> **Task description**
Please retype the lines below exactly, from the line that contains "Find the **picture" through the line that contains "POLYGON ((398 217, 461", including both of those lines.

"""

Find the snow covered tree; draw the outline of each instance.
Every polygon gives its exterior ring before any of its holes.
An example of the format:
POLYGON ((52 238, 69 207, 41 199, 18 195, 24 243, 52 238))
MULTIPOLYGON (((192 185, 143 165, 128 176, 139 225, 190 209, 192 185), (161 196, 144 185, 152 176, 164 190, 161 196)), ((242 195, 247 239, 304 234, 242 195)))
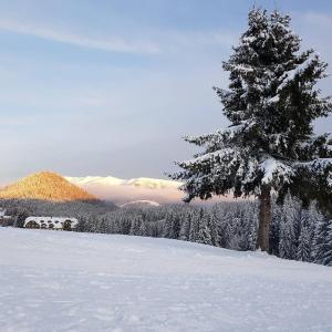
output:
POLYGON ((312 126, 332 105, 315 89, 326 64, 313 50, 300 52, 290 17, 253 9, 248 20, 239 45, 222 64, 230 73, 229 89, 215 89, 230 125, 186 137, 203 152, 177 163, 183 169, 172 177, 185 180, 186 201, 231 193, 257 196, 257 246, 269 251, 271 191, 280 201, 290 190, 332 209, 332 138, 314 135, 312 126))
POLYGON ((314 261, 332 266, 332 219, 323 218, 314 237, 314 261))
POLYGON ((204 214, 203 218, 199 220, 199 228, 197 235, 197 242, 204 245, 212 245, 211 230, 210 230, 210 216, 204 214))

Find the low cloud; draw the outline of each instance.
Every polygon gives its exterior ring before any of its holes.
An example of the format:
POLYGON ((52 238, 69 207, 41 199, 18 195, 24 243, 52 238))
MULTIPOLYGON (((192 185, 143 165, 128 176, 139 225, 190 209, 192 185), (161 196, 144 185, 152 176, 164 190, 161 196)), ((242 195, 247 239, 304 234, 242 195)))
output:
POLYGON ((193 49, 208 45, 224 45, 229 48, 236 42, 236 35, 227 31, 154 31, 142 32, 145 39, 123 35, 100 35, 95 33, 75 33, 72 29, 59 29, 55 27, 42 27, 17 20, 1 19, 0 30, 18 34, 40 38, 43 40, 65 43, 87 49, 102 50, 106 52, 131 53, 131 54, 160 54, 178 52, 184 49, 193 49))

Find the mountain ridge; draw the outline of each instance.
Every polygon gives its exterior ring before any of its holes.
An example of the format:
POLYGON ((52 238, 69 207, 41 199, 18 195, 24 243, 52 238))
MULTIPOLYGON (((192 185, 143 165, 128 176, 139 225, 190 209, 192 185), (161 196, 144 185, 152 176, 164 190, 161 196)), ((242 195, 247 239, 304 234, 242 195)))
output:
POLYGON ((175 180, 149 177, 123 179, 113 176, 65 176, 65 179, 101 199, 117 205, 137 200, 169 204, 179 203, 183 198, 183 193, 179 190, 183 183, 175 180))
POLYGON ((85 189, 49 170, 28 175, 1 188, 0 199, 97 200, 94 195, 89 194, 85 189))

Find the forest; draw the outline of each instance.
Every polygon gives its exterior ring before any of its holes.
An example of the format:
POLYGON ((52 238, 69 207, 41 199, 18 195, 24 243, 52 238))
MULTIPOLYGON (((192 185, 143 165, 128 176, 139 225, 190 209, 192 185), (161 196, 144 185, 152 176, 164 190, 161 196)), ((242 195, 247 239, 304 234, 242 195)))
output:
MULTIPOLYGON (((28 216, 76 217, 76 231, 169 238, 234 250, 256 250, 258 200, 195 205, 115 208, 107 203, 50 203, 2 200, 12 226, 22 227, 28 216)), ((282 205, 272 199, 270 253, 291 260, 332 266, 332 220, 315 203, 303 208, 288 195, 282 205)))

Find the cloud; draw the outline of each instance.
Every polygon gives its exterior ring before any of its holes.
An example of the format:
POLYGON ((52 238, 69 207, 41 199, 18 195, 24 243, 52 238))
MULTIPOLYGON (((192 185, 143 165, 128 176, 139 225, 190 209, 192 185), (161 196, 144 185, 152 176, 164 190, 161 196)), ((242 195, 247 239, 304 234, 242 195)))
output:
POLYGON ((120 37, 101 39, 95 37, 86 37, 70 31, 59 31, 56 29, 45 27, 35 27, 12 20, 0 19, 0 30, 108 52, 136 54, 154 54, 159 52, 158 46, 149 41, 129 41, 120 37))
POLYGON ((142 32, 145 39, 137 38, 136 33, 129 37, 75 33, 69 29, 41 27, 17 20, 1 19, 0 30, 40 38, 48 41, 77 45, 107 52, 132 54, 177 53, 184 49, 199 46, 224 45, 230 46, 236 35, 227 31, 156 31, 142 32))

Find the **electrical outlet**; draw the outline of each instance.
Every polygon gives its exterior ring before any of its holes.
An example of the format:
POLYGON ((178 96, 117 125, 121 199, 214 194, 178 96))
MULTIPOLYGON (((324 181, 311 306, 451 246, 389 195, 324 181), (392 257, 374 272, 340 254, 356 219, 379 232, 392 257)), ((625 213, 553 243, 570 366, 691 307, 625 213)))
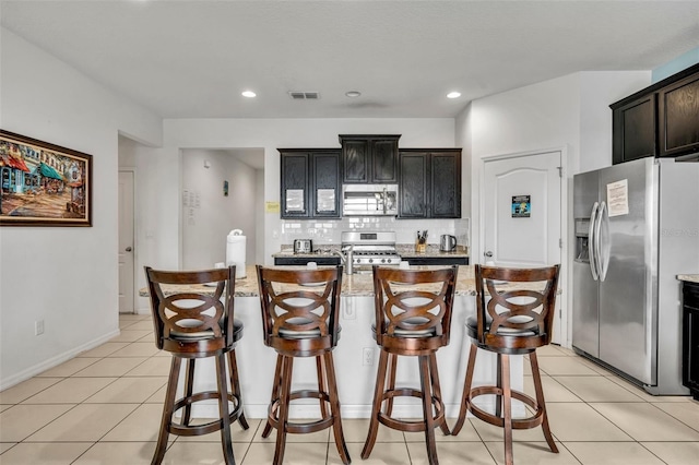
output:
POLYGON ((340 306, 342 307, 342 318, 344 320, 354 320, 357 318, 357 313, 354 311, 353 299, 342 300, 340 306))
POLYGON ((365 347, 362 353, 362 365, 371 366, 374 365, 374 347, 365 347))

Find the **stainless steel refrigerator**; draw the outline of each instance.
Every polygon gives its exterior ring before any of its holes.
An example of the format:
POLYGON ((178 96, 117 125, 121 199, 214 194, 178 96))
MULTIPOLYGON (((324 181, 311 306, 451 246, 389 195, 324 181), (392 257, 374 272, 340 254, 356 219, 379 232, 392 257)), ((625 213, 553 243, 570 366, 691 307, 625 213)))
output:
POLYGON ((651 394, 688 394, 676 275, 699 273, 699 163, 576 175, 573 216, 573 348, 651 394))

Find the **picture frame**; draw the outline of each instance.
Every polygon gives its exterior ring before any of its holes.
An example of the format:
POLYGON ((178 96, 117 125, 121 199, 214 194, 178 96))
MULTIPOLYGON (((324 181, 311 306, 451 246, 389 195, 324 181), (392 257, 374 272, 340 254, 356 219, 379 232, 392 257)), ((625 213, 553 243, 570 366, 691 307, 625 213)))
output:
POLYGON ((92 226, 92 155, 0 129, 0 226, 92 226))

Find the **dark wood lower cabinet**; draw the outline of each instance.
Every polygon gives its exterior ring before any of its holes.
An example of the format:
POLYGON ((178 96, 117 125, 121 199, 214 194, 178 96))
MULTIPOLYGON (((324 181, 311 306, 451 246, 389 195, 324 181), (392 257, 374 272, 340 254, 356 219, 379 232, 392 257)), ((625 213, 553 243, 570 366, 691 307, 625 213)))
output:
POLYGON ((699 401, 699 284, 683 286, 682 382, 699 401))
POLYGON ((398 217, 461 217, 461 148, 405 148, 399 153, 398 217))

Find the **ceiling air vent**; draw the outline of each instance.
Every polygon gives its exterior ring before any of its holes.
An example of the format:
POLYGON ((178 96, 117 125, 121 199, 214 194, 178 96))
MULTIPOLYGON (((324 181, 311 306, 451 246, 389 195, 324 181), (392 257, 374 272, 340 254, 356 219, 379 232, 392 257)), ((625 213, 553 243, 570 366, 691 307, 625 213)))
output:
POLYGON ((288 95, 294 100, 317 100, 320 98, 320 94, 317 92, 289 92, 288 95))

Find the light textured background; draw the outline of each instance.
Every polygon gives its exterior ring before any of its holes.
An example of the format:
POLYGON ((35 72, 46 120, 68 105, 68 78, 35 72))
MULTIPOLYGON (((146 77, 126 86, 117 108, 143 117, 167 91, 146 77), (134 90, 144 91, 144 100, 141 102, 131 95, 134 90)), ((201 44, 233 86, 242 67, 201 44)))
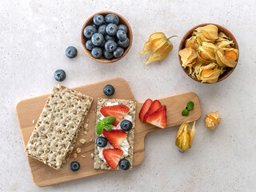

"""

> **Answer**
Find the **picture frame**; draw the outline of each instance.
Every polygon gives its exterior ring before any of its holes.
An example of the format:
POLYGON ((178 96, 117 125, 121 199, 214 194, 178 96))
MULTIPOLYGON (((324 181, 311 306, 451 246, 389 195, 324 181), (392 257, 374 272, 340 254, 356 219, 379 232, 392 257)), ((625 213, 553 243, 570 366, 691 307, 625 213)))
output:
POLYGON ((92 226, 92 155, 0 129, 0 226, 92 226))

Find the **dark wood lower cabinet**; draw the outline of each instance.
Every polygon gives its exterior ring before any of its holes.
An example of the format:
POLYGON ((178 96, 117 125, 121 199, 214 194, 178 96))
MULTIPOLYGON (((324 181, 311 306, 451 246, 389 195, 324 181), (392 257, 374 272, 340 254, 356 219, 379 232, 392 257)), ((625 213, 553 243, 570 366, 691 307, 625 213)))
output:
POLYGON ((699 401, 699 284, 683 286, 682 382, 699 401))
POLYGON ((398 217, 461 217, 461 148, 405 148, 399 153, 398 217))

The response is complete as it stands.